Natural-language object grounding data
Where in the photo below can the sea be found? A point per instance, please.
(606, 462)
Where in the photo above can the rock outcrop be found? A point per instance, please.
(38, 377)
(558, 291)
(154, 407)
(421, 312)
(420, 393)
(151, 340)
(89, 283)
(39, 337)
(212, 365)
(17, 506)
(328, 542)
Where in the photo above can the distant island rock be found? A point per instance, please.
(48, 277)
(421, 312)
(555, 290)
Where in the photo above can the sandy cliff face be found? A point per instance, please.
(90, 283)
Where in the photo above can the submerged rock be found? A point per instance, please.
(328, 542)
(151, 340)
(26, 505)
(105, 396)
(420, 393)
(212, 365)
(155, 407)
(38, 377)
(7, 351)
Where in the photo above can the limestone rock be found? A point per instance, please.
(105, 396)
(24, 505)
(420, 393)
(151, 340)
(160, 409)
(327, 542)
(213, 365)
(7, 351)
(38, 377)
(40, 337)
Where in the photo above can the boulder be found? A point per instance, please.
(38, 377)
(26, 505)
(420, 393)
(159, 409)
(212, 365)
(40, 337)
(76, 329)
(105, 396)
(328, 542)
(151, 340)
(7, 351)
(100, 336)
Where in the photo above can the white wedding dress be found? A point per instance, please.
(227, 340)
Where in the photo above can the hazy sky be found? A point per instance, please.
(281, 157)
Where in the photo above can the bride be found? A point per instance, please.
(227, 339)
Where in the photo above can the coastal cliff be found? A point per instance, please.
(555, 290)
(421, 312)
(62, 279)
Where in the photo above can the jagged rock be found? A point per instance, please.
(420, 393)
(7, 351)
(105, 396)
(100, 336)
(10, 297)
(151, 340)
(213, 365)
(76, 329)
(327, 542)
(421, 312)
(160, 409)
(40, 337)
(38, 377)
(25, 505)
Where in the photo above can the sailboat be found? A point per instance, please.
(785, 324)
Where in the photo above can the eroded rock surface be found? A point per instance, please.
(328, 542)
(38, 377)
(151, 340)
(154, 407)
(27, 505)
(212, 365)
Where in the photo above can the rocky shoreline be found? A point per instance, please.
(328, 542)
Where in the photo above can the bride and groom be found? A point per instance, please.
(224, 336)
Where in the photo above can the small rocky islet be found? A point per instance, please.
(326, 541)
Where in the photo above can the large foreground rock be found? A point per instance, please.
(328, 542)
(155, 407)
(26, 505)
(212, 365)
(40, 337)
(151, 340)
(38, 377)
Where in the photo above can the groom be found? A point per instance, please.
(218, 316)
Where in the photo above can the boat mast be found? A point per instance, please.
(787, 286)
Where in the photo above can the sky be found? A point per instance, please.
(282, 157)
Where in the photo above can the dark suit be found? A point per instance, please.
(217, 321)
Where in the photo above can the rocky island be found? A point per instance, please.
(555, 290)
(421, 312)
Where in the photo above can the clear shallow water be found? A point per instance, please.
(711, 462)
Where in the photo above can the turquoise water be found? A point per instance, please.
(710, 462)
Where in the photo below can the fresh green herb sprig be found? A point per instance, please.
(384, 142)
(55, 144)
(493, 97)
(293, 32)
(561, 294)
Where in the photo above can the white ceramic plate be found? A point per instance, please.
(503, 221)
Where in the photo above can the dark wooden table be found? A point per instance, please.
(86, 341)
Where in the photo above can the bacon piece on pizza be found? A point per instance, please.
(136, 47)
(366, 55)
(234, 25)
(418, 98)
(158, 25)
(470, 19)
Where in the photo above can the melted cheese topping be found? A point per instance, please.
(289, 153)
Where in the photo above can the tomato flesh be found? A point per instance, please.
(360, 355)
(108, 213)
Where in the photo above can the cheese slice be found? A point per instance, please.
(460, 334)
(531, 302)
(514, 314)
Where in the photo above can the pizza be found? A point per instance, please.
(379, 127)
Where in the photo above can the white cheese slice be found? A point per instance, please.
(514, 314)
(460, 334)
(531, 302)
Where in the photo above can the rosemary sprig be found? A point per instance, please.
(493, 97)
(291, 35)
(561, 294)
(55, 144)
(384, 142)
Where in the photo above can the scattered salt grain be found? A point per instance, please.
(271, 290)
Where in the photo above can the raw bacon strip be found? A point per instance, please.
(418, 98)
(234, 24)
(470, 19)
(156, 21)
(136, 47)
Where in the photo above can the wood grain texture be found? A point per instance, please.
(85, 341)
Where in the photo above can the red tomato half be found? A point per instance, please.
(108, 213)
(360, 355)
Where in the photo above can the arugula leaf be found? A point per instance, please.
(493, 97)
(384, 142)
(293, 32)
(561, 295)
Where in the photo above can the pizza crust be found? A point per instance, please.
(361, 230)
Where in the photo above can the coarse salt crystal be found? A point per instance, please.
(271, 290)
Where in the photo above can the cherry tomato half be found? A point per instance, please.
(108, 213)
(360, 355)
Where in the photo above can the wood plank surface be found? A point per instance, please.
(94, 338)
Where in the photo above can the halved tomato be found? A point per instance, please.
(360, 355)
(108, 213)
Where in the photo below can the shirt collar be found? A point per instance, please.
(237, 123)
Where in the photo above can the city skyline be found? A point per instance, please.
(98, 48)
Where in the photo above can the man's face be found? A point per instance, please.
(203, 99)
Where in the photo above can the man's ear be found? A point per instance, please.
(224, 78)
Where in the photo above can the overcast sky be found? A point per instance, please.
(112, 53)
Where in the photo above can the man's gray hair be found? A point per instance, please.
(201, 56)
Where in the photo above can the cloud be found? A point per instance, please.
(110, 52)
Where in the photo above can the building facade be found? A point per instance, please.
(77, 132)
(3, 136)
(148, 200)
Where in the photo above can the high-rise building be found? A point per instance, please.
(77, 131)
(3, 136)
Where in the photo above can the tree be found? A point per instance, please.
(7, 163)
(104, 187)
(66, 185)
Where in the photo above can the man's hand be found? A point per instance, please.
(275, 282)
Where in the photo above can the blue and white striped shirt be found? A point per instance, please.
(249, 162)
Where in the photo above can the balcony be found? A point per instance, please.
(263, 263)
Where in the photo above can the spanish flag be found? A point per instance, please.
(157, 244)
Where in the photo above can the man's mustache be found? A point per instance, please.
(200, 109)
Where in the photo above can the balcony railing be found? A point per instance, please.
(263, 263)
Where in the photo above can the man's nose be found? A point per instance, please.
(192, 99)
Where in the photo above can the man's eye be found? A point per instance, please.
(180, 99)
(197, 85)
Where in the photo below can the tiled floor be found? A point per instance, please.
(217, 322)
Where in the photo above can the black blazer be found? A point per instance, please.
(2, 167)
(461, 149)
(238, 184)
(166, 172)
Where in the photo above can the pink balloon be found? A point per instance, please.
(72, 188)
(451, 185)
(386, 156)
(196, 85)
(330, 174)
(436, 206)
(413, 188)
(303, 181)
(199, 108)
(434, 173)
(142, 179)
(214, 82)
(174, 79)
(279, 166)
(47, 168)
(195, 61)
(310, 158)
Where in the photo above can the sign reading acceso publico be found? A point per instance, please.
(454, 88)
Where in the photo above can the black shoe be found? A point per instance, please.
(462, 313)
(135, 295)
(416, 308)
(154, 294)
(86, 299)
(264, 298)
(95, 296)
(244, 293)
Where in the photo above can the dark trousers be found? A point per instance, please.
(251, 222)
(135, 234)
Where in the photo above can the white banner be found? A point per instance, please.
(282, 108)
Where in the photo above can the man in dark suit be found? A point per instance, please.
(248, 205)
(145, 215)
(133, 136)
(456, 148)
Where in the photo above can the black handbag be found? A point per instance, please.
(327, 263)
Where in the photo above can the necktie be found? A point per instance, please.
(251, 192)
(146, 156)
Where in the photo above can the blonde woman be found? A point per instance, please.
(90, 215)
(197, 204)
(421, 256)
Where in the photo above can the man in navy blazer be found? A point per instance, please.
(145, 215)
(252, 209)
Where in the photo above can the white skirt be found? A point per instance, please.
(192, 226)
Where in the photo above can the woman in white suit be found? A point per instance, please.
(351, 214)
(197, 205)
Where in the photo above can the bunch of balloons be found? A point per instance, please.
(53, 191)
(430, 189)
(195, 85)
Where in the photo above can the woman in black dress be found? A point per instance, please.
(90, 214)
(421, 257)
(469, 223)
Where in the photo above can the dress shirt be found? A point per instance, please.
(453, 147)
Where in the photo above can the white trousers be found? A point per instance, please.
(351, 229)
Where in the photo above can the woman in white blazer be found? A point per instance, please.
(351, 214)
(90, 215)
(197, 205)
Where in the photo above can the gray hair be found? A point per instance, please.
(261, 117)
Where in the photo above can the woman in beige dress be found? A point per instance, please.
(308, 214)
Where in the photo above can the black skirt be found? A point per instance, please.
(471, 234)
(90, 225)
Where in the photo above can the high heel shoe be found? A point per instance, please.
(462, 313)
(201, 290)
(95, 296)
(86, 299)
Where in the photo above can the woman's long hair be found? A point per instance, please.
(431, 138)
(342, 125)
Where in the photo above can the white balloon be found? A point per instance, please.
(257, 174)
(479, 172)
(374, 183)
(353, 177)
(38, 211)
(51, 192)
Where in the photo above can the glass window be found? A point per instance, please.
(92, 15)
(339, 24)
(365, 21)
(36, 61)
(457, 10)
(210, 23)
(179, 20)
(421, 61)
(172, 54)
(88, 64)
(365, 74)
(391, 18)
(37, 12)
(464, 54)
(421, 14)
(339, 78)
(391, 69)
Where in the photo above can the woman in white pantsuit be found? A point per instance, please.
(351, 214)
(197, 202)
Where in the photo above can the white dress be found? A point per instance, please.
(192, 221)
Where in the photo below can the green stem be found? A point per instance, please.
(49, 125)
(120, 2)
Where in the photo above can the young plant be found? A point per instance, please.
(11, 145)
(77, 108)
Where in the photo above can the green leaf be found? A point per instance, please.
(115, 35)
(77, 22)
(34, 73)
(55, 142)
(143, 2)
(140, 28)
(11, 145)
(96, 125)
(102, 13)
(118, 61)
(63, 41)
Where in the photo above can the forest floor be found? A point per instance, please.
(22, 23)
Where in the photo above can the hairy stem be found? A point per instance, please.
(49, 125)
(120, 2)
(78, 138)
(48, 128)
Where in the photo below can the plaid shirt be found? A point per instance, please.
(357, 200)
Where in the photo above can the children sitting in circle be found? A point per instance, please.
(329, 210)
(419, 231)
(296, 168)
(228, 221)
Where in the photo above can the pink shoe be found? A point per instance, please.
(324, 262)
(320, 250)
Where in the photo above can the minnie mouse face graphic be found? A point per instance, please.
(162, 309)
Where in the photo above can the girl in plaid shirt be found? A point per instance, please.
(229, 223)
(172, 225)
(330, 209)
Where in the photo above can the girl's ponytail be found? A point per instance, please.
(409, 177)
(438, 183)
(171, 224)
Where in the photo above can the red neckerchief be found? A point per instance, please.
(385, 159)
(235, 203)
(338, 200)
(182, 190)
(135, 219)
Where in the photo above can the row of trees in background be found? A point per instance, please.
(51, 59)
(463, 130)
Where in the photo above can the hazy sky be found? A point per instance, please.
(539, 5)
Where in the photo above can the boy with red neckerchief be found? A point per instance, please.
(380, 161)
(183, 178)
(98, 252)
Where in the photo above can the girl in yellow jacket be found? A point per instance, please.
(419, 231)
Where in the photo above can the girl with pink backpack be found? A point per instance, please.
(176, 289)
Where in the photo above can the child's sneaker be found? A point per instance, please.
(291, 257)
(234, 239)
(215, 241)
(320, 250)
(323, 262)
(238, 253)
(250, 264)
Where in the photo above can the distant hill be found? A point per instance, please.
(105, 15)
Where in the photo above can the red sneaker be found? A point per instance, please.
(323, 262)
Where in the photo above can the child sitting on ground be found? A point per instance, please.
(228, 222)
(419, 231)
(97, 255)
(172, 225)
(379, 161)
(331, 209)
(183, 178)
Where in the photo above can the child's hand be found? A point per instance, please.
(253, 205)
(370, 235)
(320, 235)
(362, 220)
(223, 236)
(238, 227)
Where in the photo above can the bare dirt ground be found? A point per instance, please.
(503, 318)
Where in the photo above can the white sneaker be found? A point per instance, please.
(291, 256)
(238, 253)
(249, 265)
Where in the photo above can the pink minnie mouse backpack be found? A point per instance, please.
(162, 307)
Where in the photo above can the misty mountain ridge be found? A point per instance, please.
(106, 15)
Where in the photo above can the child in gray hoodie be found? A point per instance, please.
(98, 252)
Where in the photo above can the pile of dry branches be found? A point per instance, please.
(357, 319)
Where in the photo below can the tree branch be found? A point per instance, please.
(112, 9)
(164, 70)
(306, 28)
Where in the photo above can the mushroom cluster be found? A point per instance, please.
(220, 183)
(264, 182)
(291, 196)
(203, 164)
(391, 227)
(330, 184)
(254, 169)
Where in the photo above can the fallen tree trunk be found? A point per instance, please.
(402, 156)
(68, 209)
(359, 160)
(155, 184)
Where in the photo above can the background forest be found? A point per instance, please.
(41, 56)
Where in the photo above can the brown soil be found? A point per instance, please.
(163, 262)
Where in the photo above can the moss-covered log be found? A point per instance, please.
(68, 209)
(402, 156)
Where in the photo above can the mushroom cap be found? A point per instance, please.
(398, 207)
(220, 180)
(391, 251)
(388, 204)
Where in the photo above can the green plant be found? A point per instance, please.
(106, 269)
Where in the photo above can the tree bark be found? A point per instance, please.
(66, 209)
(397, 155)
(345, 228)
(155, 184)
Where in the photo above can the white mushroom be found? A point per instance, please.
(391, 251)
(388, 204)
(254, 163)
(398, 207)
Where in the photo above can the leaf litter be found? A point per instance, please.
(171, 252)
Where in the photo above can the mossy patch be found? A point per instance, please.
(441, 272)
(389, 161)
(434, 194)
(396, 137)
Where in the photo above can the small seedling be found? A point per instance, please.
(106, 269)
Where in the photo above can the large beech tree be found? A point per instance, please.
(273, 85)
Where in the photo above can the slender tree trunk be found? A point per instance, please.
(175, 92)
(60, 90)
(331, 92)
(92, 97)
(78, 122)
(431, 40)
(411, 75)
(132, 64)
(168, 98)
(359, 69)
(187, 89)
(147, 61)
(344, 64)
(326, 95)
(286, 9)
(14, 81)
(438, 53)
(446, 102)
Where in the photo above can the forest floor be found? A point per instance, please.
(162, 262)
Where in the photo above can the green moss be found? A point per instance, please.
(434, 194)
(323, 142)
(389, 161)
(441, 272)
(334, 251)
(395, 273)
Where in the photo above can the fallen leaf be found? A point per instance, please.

Task goal: Every line from the one containing "Where in the photo above can the green moss" through the last line above should be retyped exactly; no other lines are wanted.

Response:
Where in the photo above can the green moss be found? A point per instance, please.
(434, 194)
(323, 142)
(389, 161)
(441, 272)
(334, 251)
(395, 273)
Where in the photo above can the fallen leaf be found? A point per instance, please.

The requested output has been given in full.